PAGE EXCERPT.
Since time immemorial, cultural differences have been acting as barriers in relationships. Your boyfriend hides you from his family because of cultural or religious differences. These differences are often based on the way people think, the way they dress, their beliefs, their food habits, and their general lifestyle choices.

Most people around the world are serious about their culture. What is cool for someone can be offensive to someone else. Cultural and religious differences are capable of causing wars.

Your boyfriend never makes you meet his family because he wants to avoid the inevitable conflict of interest. Based on his knowledge about you and his family, he knows you people will never get along. You are important to him, but so is his family.

He is getting crushed between the two most important aspects of his life and it can cause him immense mental agony. He can’t choose one of the two, and that is why he has chosen to keep you and his family apart. That way, he will not have to deal with the conflict that might occur.

Families can be rigid when it comes to culture and religion. Traditional families always tend to interfere in their children’s lives. We have seen numerous such examples in books and on screen.

Think of Lady Cathrine de Bourgh from Pride and Prejudice. She chided Elizabeth Bennet (the female protagonist) for being in a relationship with her nephew, Mr. Darcy (the male protagonist) solely on the basis of the young woman’s social status.

Cultural differences can destroy relationships. Your boyfriend hides you from his family because he does not want to lose you. It can be emphasized that you are an important part of his life, and nothing is worth jeopardizing his relationship with you.

#3 His family does not like you/ does not approve of you

Now, this can happen in two scenarios.

One refers to a situation where his family already knows who you are. They have met you at some point in time. However, they do not like you. That is when your boyfriend has to hide you from them. He must have told his family that you two are no longer in a relationship. He wants to hide you from possible insults that they might hurl at you.

He can attempt to hide you from his family if they do not like you. He does not want to get into conflicts that this truth may give birth to. He won’t tell you anything about his family’s hostile feelings towards you. He thinks you will get hurt (quite reasonably), and might even end up breaking up with him. He is scared of losing you over family issues.

His family may not like you if they think you are not the right person for their son. They won’t approve of you suspecting that you will not be able to uphold their family values in the right way. Old families or the ones that come from money are often very strict about who they let enter their world.

They have their own set of principles and values. They have secrets that can’t leave the dining hall. Your boyfriend’s family does not trust you with their secrets yet. Here are a few ways to know they do not approve of you:

  • They turn awfully quiet whenever you enter the room.
  • They are cold and formal around you.
  • No one talks to you about their lives.
  • Their smiles seem more terrifying than the roar of a lion outside your tent.

DATA.

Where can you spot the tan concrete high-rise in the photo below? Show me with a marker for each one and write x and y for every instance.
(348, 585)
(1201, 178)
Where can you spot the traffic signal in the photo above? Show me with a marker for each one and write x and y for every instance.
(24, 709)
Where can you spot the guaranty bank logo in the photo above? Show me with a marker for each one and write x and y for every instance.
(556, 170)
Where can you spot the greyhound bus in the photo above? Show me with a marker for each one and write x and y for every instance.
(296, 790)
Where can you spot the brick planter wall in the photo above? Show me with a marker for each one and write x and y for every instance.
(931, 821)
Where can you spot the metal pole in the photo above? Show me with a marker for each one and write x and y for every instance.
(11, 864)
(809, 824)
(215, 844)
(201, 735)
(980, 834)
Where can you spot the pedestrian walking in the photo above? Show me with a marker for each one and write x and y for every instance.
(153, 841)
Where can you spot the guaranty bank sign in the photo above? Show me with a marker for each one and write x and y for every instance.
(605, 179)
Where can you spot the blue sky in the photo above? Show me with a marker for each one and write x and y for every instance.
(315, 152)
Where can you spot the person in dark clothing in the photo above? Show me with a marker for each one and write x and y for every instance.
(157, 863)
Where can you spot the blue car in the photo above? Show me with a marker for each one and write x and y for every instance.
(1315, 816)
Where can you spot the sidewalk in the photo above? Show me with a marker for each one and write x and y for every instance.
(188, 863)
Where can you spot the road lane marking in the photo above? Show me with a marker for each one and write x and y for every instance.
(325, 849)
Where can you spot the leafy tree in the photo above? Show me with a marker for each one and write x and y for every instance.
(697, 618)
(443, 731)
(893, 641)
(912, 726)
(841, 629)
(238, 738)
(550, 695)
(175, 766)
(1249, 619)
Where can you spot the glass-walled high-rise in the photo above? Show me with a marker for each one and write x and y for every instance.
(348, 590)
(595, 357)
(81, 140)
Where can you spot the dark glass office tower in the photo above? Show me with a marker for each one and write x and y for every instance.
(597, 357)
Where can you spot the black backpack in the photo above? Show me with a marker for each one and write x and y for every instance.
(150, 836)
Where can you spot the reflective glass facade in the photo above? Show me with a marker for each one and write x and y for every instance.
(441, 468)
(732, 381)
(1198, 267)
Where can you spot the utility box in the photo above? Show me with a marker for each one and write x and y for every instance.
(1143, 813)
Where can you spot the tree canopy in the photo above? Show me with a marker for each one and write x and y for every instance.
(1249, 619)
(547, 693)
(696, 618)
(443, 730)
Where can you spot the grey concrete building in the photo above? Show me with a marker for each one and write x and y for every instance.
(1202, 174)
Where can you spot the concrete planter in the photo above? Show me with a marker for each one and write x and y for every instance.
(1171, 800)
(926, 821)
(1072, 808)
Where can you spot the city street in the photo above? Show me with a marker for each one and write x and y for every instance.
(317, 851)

WHAT TO WORK ON.
1. In the relationship article, which families are described as often very strict about whom they let enter their world?
2. Carry on the relationship article from its final bullet point, matching its tone and format.

SOLVED PROBLEMS.
1. Old families or the ones that come from money.

2.
  • They do not let you alone with your boyfriend whenever you are at their place.
  • They do not even let you sit beside him.
  • They are awfully reluctant about you spending the night at their place.

The other situation refers to the one where his family is not aware of his presence. However, you are not the kind of person they like. They would never approve of this relationship and your boyfriend knows that better than anyone. Therefore, he does not even try to mend things. He chooses to keep things the way they are with his family, by hiding your existence from them. He just wants to avoid the unrest that this news might bring to his family.

He wants them to stay oblivious to your presence in his life. He is procrastinating, and in the process, he is jeopardizing the future of this relationship. By now we have realized that your boyfriend assigns a lot of importance to his family. Chances are there that he will not do anything that they disapprove of.

Do you realize where I am getting with this?

This relationship might be a dead-end one. It may not have the future that you dream of. His family is overtly involved in his life and getting past that is not his cup of tea. His family may never approve of you, no matter how hard you try to win their hearts, and your boyfriend will keep hiding you from them.

Do you really want to be in a relationship that is this hard to deal with?

#4 He is not serious about you

Your boyfriend hides you from his family because he is not serious about you (or this relationship). All of this is a casual fling for him. You two are clearly not on the same page here. The tragedy about this situation lies in the fact that you are probably in love with him. You are calling him your “boyfriend.” That is quite a heavy responsibility you have assigned him. Now, the questions are:

Does your “boyfriend” feel the same way? Does he consider you his partner (boyfriend/girlfriend)?

This is something to think about. A keen observation of his behavioral patterns will let you know much about his true intentions. The conversations you two have, the amount of time you spend together, and a lot of other parameters can help you determine what he thinks of you.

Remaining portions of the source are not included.